__Enunciado__:
Indique se cada afirmação a seguir está de acordo com o trecho sobre o significado do trabalho, respondendo sim ou não e citando literalmente as palavras do trecho que decidem a questão: (a) a amostra calculada foi de 365 trabalhadores, numa população de 7.000; (b) o questionário utilizado foi desenvolvido originalmente por Bendassoli e Borges-Andrade; (c) a amostragem da pesquisa foi feita com reposição.

2.2. Significado do trabalho
Além da economia criativa, um segundo ponto importante no presente estudo refere-se ao significado do trabalho. O surgimento do mesmo está relacionado ao atendimento das necessidades básicas dos homens, que em tempos remotos, produziam apenas para seu próprio consumo em roupas, alimentos ou moradia. Com o aparecimento das primeiras sociedades, teve início o escambo, mas com o passar do tempo, o trabalho ganhou importância na vida das pessoas, tornando-se um instrumento do valor e da dignidade humana. Se com a globalização e a produção massiva de bens, o trabalho tornou-se profundamente degradado enquanto valor individual, com eliminação da criatividade em grande parte das empresas, durante certo período, hoje ele representa um valor importante para as sociedades ocidentais contemporâneas e exerce influência considerável na motivação dos trabalhadores, assim como sobre sua satisfação e produtividade.
O homem passou a ser visto como componente da força de trabalho, e o trabalho tem grande valor para as sociedades ocidentais contemporâneas, estando intimamente ligado à dignidade, satisfação e motivação dos trabalhadores. Não raro, é no trabalho que as pessoas passam a maior parte de seu dia; são horas dedicadas às atividades exigidas pela função ocupada.
O trabalho passou a ser visto não apenas como forma de obtenção de renda, seu significado para o profissional vai muito além do aspecto econômico. O trabalhador moderno enxerga no trabalho a possibilidade de realização pessoal, status social, reconhecimento pela sociedade e ampliação do networking.
3. METODOLOGIA
Para o alcance do objetivo deste estudo, foi realizada uma pesquisa quantitativa exploratória classificada como survey. A pesquisa utilizou um método quantitativo baseado em um questionário canadense de medida para o significado do trabalho desenvolvido originalmente por Morin (2001, 2007), e posteriormente utilizado por Bendassoli e Borges-Andrade (2011).
O método foi aplicado a profissionais pertencentes às indústrias criativas recifenses embarcadas no Porto Digital. Inicialmente, foi feita uma análise descritiva das informações obtidas mediante aplicação dos questionários, obtendo-se um esboço geral do perfil do público entrevistado.
Em seguida, realizamos a análise fatorial de forma a agrupar os atributos de preferência dos profissionais em uma menor quantidade de fatores. Também realizamos testes para avaliar a diferença de médias. A descrição detalhada destes métodos é apresentada a seguir.
3.1. Amostra
Para a realização da pesquisa foi utilizada uma amostragem aleatória simples. É o tipo de amostragem probabilística mais utilizada pelos pesquisadores por sua precisão e eficácia. É também o procedimento de mais fácil aplicação, já que todos os elementos que constituem a população terão a mesma probabilidade de serem selecionados. Normalmente trata-se de um modelo probabilístico sem reposição, como em nosso caso particular. Nossa população-alvo inclui os 7.000 trabalhadores do Porto Digital do Recife e a amostra calculada foi de 365 trabalhadores.

__Dados apresentados__:

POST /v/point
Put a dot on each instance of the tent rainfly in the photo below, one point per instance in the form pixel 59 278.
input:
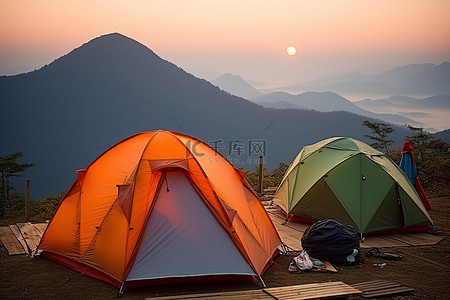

__Resposta__:
(a) Sim: "Nossa população-alvo inclui os 7.000 trabalhadores do Porto Digital do Recife e a amostra calculada foi de 365 trabalhadores."
(b) Não: "desenvolvido originalmente por Morin (2001, 2007), e posteriormente utilizado por Bendassoli e Borges-Andrade (2011)."
(c) Não: "Normalmente trata-se de um modelo probabilístico sem reposição, como em nosso caso particular."